● **What the task asks**
For each entry that follows, write out an identical copy.

-------- Available data

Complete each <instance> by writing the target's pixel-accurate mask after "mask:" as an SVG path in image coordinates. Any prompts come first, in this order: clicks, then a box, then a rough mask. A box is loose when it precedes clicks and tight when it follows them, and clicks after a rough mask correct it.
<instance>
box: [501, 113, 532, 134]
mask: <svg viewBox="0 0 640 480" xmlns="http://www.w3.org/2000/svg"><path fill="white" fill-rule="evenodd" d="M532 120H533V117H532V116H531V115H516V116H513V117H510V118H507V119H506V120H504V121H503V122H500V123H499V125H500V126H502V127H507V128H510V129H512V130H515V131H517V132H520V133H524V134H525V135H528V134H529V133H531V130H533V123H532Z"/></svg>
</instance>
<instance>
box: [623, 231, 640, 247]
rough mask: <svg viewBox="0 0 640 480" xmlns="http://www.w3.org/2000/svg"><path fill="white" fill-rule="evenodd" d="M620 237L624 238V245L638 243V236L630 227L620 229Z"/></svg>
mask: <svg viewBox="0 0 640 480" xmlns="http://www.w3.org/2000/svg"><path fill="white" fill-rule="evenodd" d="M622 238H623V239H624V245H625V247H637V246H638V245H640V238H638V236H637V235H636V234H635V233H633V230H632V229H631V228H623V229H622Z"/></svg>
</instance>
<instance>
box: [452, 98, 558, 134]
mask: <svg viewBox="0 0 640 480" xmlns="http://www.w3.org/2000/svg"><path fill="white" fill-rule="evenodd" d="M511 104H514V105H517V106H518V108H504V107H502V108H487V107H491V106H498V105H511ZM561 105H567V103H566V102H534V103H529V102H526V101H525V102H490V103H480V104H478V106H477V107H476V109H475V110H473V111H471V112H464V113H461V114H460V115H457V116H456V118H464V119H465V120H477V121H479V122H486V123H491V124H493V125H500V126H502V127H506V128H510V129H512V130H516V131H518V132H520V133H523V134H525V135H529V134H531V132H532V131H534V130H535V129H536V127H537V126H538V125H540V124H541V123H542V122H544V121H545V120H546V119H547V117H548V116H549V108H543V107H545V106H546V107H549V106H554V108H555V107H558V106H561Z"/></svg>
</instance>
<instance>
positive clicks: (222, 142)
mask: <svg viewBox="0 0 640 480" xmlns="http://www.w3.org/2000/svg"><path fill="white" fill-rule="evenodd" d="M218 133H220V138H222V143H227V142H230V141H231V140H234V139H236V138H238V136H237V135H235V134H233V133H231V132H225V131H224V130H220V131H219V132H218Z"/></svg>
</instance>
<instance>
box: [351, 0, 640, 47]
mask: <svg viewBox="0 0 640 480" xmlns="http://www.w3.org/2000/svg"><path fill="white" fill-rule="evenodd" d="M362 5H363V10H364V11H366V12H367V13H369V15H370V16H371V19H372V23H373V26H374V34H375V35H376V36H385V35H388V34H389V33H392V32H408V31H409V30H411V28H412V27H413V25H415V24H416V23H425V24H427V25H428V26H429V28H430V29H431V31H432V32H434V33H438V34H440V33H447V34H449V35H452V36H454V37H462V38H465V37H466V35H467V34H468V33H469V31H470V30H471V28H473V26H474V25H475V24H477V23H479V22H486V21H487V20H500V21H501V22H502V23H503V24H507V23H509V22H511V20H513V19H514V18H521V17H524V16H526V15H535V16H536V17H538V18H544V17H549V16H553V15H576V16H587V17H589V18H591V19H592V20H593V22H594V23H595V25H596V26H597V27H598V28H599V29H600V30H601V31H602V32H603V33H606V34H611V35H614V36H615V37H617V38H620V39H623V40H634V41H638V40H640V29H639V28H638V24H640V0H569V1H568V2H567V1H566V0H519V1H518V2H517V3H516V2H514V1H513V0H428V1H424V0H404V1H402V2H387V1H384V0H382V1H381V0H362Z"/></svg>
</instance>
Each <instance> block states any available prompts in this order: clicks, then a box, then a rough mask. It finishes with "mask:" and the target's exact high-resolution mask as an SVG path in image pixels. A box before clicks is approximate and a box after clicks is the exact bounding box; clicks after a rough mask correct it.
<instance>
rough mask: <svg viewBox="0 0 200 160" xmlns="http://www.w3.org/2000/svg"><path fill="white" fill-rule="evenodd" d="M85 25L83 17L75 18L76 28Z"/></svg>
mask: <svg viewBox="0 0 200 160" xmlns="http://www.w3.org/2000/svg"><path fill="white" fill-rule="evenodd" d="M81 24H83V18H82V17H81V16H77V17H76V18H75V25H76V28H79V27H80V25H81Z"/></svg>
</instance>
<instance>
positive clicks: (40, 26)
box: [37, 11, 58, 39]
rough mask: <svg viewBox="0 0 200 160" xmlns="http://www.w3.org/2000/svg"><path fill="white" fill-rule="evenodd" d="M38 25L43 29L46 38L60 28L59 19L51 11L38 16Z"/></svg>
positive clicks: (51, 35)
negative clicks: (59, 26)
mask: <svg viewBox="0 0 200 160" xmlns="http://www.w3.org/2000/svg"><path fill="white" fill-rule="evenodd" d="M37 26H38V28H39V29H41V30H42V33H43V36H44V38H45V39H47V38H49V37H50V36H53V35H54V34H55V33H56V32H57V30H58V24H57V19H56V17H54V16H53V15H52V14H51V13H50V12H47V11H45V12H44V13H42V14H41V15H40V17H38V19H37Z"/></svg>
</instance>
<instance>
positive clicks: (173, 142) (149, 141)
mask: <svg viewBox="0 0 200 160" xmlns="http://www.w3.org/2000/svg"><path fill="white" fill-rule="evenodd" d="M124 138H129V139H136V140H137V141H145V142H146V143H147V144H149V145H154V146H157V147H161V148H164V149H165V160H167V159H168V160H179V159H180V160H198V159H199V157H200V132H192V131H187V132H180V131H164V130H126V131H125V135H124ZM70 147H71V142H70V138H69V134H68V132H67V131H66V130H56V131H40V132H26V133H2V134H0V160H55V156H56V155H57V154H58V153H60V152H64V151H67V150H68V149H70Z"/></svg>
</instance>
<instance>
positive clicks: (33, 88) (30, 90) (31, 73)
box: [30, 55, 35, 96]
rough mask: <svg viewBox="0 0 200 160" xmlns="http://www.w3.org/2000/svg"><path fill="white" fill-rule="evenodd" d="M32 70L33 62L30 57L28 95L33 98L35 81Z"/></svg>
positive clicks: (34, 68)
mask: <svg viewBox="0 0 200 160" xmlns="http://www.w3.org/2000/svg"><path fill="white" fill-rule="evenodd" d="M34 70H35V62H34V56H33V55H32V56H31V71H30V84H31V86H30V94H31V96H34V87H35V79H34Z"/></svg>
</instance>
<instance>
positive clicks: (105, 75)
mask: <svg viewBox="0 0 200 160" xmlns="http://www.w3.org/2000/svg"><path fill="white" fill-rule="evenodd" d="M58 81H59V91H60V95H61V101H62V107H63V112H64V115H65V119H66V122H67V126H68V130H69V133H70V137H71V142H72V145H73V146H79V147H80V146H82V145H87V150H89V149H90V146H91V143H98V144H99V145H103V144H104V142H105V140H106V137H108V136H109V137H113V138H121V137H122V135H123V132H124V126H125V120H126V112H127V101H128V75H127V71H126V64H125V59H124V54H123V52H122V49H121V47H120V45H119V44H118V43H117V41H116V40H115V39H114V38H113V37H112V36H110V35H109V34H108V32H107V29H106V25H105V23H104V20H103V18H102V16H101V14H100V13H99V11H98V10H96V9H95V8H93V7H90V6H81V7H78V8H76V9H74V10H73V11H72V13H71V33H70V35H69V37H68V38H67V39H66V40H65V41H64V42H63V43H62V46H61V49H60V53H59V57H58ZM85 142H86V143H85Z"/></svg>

----------------

● **Result below**
Complete each <instance> by writing the target's pixel-accurate mask after "mask:" as an SVG path in image coordinates. Any prompts come first, in this order: clicks, then a box, then a rough mask. A box is loose when it precedes clicks and tight when it follows them, and clicks after a rough mask correct it.
<instance>
box: [501, 113, 532, 134]
mask: <svg viewBox="0 0 640 480" xmlns="http://www.w3.org/2000/svg"><path fill="white" fill-rule="evenodd" d="M532 120H533V117H532V116H531V115H516V116H513V117H510V118H507V119H506V120H504V121H503V122H500V123H499V125H500V126H502V127H507V128H510V129H512V130H515V131H517V132H520V133H524V134H525V135H528V134H529V133H531V130H533V123H532Z"/></svg>
</instance>
<instance>
box: [623, 231, 640, 247]
rough mask: <svg viewBox="0 0 640 480" xmlns="http://www.w3.org/2000/svg"><path fill="white" fill-rule="evenodd" d="M620 237L624 238V245L638 243V236L630 227L620 229Z"/></svg>
mask: <svg viewBox="0 0 640 480" xmlns="http://www.w3.org/2000/svg"><path fill="white" fill-rule="evenodd" d="M622 238H623V239H624V245H625V247H637V246H638V245H640V238H638V236H637V235H636V234H635V233H633V230H632V229H631V228H623V229H622Z"/></svg>
</instance>
<instance>
box: [452, 98, 558, 134]
mask: <svg viewBox="0 0 640 480" xmlns="http://www.w3.org/2000/svg"><path fill="white" fill-rule="evenodd" d="M511 104H514V105H517V106H518V108H504V107H502V108H487V107H491V106H498V105H511ZM561 105H567V103H566V102H534V103H529V102H526V101H525V102H490V103H480V104H478V106H477V107H476V109H475V110H473V111H471V112H464V113H461V114H460V115H457V116H456V118H464V119H465V120H477V121H479V122H486V123H491V124H493V125H500V126H502V127H506V128H510V129H512V130H516V131H518V132H520V133H523V134H525V135H529V134H531V132H532V131H534V130H535V129H536V127H537V126H538V125H540V124H541V123H542V122H544V121H545V120H546V119H547V117H548V116H549V108H543V107H545V106H546V107H549V106H554V108H555V107H558V106H561Z"/></svg>
</instance>
<instance>
positive clicks: (222, 142)
mask: <svg viewBox="0 0 640 480" xmlns="http://www.w3.org/2000/svg"><path fill="white" fill-rule="evenodd" d="M218 133H220V138H222V143H227V142H230V141H231V140H234V139H236V138H238V136H237V135H235V134H233V133H231V132H225V131H224V130H220V131H219V132H218Z"/></svg>
</instance>
<instance>
box: [351, 0, 640, 47]
mask: <svg viewBox="0 0 640 480" xmlns="http://www.w3.org/2000/svg"><path fill="white" fill-rule="evenodd" d="M362 5H363V10H364V11H366V12H367V13H369V15H370V16H371V19H372V23H373V26H374V34H375V35H376V36H385V35H388V34H389V33H392V32H408V31H409V30H411V28H412V27H413V25H415V24H416V23H425V24H427V25H428V26H429V28H430V29H431V31H432V32H434V33H438V34H440V33H447V34H449V35H452V36H454V37H462V38H465V37H466V35H467V34H468V33H469V31H470V30H471V28H473V26H474V25H475V24H477V23H479V22H486V21H487V20H500V21H501V22H502V23H503V24H507V23H509V22H511V20H513V19H514V18H521V17H524V16H526V15H535V16H536V17H538V18H544V17H549V16H553V15H576V16H587V17H589V18H591V19H592V20H593V22H594V23H595V25H596V26H597V27H598V28H599V29H600V30H601V31H602V32H603V33H606V34H611V35H614V36H615V37H617V38H620V39H623V40H634V41H638V40H640V29H639V28H638V24H640V0H569V1H568V2H567V1H566V0H519V1H518V2H517V3H516V2H514V1H513V0H428V1H424V0H404V1H402V2H387V1H384V0H382V1H381V0H362Z"/></svg>
</instance>
Each <instance> block states any available prompts in this order: clicks, then a box, then a rough mask. It finishes with "mask:" and the target's exact high-resolution mask as an SVG path in image pixels. A box before clicks is approximate and a box after clicks is the exact bounding box; clicks after a rough mask correct it.
<instance>
rough mask: <svg viewBox="0 0 200 160" xmlns="http://www.w3.org/2000/svg"><path fill="white" fill-rule="evenodd" d="M85 25L83 17L75 18L76 28Z"/></svg>
mask: <svg viewBox="0 0 200 160" xmlns="http://www.w3.org/2000/svg"><path fill="white" fill-rule="evenodd" d="M81 24H83V18H82V17H81V16H77V17H76V18H75V25H76V28H79V27H80V25H81Z"/></svg>
</instance>
<instance>
positive clicks: (40, 26)
box: [37, 11, 58, 39]
rough mask: <svg viewBox="0 0 200 160" xmlns="http://www.w3.org/2000/svg"><path fill="white" fill-rule="evenodd" d="M38 25L43 29L46 38L60 28L59 19L51 11L38 16Z"/></svg>
positive clicks: (51, 35)
negative clicks: (59, 26)
mask: <svg viewBox="0 0 200 160" xmlns="http://www.w3.org/2000/svg"><path fill="white" fill-rule="evenodd" d="M37 26H38V28H39V29H41V30H42V33H43V36H44V38H45V39H47V38H49V37H50V36H53V35H54V34H55V33H56V32H57V30H58V24H57V19H56V17H54V16H53V15H52V14H51V13H50V12H47V11H45V12H44V13H42V14H41V15H40V17H38V19H37Z"/></svg>
</instance>
<instance>
positive clicks: (173, 142) (149, 141)
mask: <svg viewBox="0 0 200 160" xmlns="http://www.w3.org/2000/svg"><path fill="white" fill-rule="evenodd" d="M124 138H129V139H136V140H137V141H145V142H146V143H147V144H149V145H154V146H157V147H161V148H164V149H165V160H167V159H168V160H179V159H180V160H198V159H199V157H200V132H192V131H187V132H180V131H164V130H126V131H125V135H124ZM70 147H71V142H70V138H69V134H68V132H67V131H66V130H56V131H40V132H26V133H2V134H0V160H55V156H56V155H57V154H58V153H60V152H64V151H67V150H68V149H70Z"/></svg>
</instance>
<instance>
positive clicks: (33, 88) (30, 90) (31, 73)
box: [30, 55, 35, 96]
rough mask: <svg viewBox="0 0 200 160" xmlns="http://www.w3.org/2000/svg"><path fill="white" fill-rule="evenodd" d="M32 70L33 62L30 57L28 95L33 98L35 81Z"/></svg>
positive clicks: (34, 68)
mask: <svg viewBox="0 0 200 160" xmlns="http://www.w3.org/2000/svg"><path fill="white" fill-rule="evenodd" d="M34 70H35V62H34V56H33V55H32V56H31V71H30V84H31V86H30V94H31V96H34V87H35V79H34Z"/></svg>
</instance>
<instance>
positive clicks: (105, 75)
mask: <svg viewBox="0 0 200 160" xmlns="http://www.w3.org/2000/svg"><path fill="white" fill-rule="evenodd" d="M58 81H59V91H60V95H61V101H62V107H63V112H64V115H65V119H66V122H67V126H68V130H69V133H70V137H71V142H72V145H73V146H79V147H80V146H82V145H87V150H89V149H90V146H91V143H98V144H99V145H103V144H104V142H105V140H106V137H108V136H109V137H113V138H121V137H122V135H123V132H124V126H125V120H126V112H127V101H128V75H127V71H126V64H125V59H124V54H123V52H122V49H121V47H120V45H119V44H118V43H117V41H116V40H115V39H114V38H113V37H112V36H110V35H109V34H108V32H107V29H106V25H105V23H104V20H103V18H102V16H101V14H100V13H99V11H98V10H96V9H95V8H93V7H90V6H81V7H78V8H76V9H74V10H73V11H72V13H71V33H70V35H69V37H68V38H67V39H66V40H65V41H64V42H63V43H62V46H61V49H60V53H59V57H58ZM85 142H86V143H85Z"/></svg>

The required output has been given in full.